■ SOURCE DATA
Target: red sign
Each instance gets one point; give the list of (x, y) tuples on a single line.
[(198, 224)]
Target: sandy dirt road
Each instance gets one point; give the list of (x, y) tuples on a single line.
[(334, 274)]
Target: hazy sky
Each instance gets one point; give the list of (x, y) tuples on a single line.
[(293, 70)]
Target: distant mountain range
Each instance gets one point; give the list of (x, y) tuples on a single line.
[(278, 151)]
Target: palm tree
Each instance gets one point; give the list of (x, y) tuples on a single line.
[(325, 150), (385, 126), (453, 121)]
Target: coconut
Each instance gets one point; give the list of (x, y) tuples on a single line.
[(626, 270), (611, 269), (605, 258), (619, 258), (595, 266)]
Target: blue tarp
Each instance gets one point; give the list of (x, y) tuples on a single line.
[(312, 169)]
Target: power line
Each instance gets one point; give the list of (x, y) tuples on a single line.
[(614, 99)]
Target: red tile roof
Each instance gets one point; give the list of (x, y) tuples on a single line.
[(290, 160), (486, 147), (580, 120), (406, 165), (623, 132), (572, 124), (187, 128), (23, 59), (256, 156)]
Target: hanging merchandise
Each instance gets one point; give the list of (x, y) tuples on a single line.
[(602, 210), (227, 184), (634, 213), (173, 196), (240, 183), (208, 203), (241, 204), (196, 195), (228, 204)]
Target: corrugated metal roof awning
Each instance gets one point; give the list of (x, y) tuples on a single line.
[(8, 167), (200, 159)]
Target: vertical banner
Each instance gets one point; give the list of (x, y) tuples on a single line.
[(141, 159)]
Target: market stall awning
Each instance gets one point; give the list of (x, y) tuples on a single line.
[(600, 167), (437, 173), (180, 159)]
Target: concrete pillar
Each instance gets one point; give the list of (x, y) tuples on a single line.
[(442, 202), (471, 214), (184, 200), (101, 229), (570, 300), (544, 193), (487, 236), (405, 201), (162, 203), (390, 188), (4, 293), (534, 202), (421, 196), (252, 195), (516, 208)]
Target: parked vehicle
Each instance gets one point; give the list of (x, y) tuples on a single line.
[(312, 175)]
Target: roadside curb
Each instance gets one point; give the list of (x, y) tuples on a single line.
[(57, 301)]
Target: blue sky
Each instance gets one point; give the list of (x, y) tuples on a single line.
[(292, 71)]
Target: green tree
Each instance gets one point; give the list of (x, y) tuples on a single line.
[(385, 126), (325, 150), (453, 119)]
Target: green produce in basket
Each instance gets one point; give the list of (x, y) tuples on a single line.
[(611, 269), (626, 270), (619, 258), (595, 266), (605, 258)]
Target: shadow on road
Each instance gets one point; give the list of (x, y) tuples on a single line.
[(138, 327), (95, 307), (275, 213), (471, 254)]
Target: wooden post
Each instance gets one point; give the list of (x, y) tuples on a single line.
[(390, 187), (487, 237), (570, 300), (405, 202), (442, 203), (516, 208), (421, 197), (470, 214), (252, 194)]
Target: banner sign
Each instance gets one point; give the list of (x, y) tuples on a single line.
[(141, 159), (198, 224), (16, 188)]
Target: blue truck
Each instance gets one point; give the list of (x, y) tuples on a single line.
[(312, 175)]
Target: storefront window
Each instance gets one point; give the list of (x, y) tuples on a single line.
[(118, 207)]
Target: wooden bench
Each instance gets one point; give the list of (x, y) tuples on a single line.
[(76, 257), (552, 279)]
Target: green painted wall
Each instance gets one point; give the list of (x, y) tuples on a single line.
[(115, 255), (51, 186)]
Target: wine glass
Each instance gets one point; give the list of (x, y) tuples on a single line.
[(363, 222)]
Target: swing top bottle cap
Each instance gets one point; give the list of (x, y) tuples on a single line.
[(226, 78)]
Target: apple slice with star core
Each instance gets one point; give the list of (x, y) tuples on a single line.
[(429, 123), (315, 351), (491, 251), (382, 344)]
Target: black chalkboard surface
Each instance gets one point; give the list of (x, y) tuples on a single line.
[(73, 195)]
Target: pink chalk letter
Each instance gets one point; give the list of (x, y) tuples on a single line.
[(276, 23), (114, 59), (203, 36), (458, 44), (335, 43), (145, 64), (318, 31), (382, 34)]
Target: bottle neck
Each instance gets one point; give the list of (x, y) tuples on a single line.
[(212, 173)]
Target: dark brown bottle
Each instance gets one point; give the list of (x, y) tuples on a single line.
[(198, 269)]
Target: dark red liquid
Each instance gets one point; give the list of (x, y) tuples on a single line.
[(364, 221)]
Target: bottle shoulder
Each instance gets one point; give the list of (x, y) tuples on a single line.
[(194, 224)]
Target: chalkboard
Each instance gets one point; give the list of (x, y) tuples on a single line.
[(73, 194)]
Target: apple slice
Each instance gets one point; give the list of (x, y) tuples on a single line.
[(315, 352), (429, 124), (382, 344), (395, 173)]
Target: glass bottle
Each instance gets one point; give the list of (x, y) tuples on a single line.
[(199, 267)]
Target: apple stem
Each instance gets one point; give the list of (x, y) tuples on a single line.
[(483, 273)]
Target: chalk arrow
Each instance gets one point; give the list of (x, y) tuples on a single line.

■ WHAT THE EXERCISE ASKS
Please give back exactly the lines of the listing above that run from the one containing "Target: power line" through the one containing "Target: market stall awning", and only those.

■ EXERCISE RESULT
Target: power line
Each instance gets one point; give the list of (x, y) tuples on a single line.
[(614, 99)]
Target: red tile roof
Each instance gets one point; give the list of (x, y) tuples on a single line.
[(290, 160), (486, 147), (580, 120), (406, 165), (623, 132), (572, 124), (187, 128), (23, 59), (256, 156)]
Target: hanging merchandise
Each instance gets one point; give the list of (x, y) tuples on a single line.
[(602, 210), (227, 184), (634, 213), (173, 196), (240, 183), (208, 203), (241, 204), (196, 195), (228, 204)]
Target: corrugated metal roof awning
Each instance gets one point; give the list of (x, y) tuples on a single line.
[(8, 167), (200, 159)]
Target: vertical banner
Each instance gets one point; give the list of (x, y) tuples on a single line.
[(141, 159)]
Target: market stall awning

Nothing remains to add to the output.